[Point annotation records]
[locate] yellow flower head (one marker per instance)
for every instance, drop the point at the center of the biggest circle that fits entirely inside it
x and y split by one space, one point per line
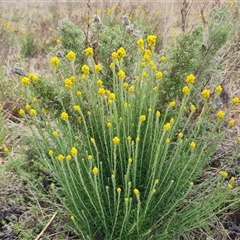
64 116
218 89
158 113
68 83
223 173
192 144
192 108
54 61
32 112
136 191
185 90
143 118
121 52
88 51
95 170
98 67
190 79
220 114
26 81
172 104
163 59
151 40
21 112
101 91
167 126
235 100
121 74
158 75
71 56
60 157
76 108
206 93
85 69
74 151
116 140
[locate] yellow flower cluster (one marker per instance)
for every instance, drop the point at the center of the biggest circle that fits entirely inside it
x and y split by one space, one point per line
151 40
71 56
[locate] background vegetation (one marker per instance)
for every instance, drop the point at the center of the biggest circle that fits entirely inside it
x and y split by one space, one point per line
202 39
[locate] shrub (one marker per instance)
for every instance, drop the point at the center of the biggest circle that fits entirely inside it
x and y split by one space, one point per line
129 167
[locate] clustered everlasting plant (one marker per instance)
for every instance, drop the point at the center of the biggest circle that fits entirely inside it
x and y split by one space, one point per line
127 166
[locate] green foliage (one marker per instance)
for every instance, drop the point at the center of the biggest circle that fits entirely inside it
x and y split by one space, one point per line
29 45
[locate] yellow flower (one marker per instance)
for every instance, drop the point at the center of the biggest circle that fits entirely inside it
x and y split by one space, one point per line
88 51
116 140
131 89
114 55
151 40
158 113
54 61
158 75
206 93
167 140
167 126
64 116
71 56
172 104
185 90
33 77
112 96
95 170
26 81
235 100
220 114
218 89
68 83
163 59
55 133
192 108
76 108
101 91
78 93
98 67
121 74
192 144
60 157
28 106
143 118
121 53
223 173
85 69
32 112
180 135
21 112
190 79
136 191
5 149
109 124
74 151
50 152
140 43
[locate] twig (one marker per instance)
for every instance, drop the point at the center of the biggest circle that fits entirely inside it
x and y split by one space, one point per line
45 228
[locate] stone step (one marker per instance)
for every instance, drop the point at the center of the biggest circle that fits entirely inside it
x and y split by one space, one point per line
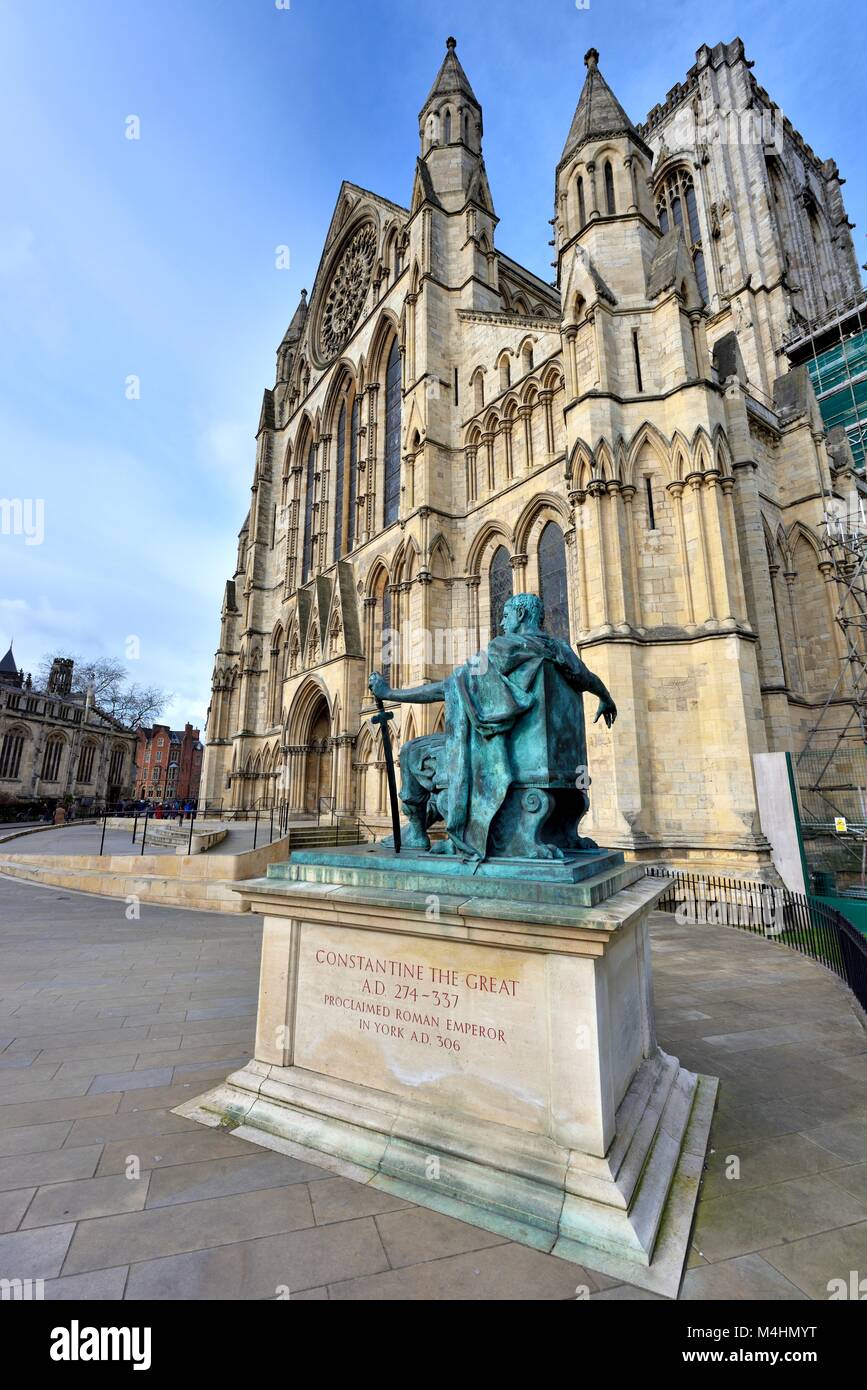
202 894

---

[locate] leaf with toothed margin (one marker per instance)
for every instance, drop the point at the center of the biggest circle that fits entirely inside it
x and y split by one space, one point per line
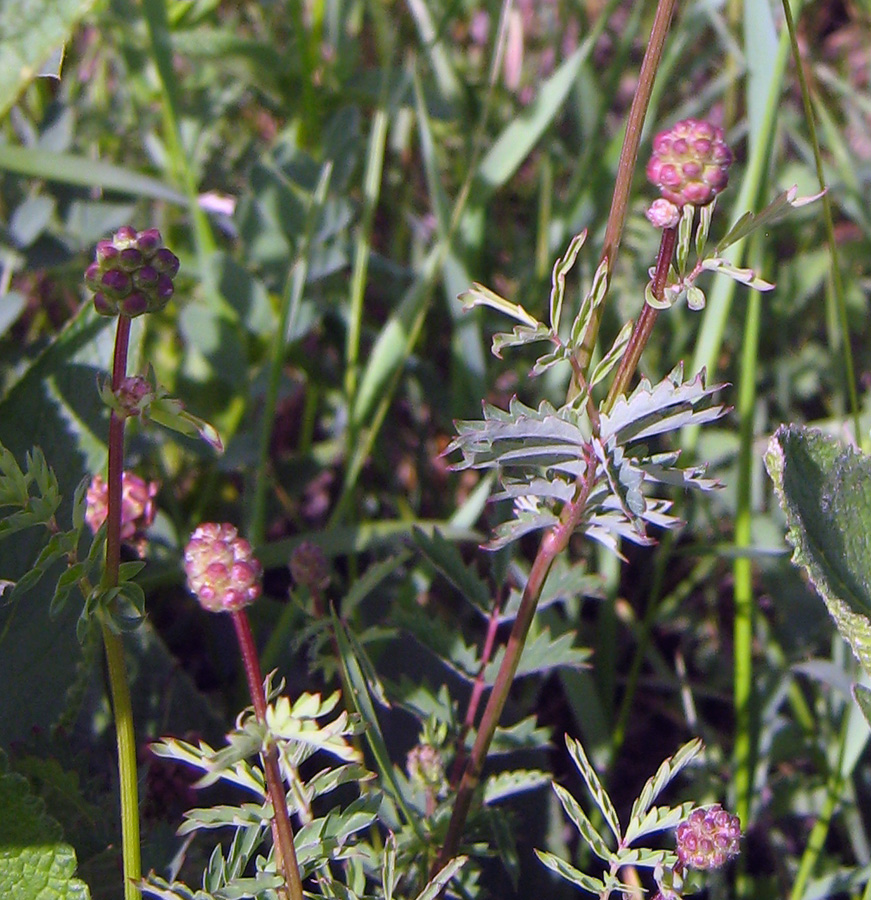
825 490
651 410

Problem details: Count the lines in the records above that contain the string "yellow", with case counting. Reply with the number alone.

Task output: 3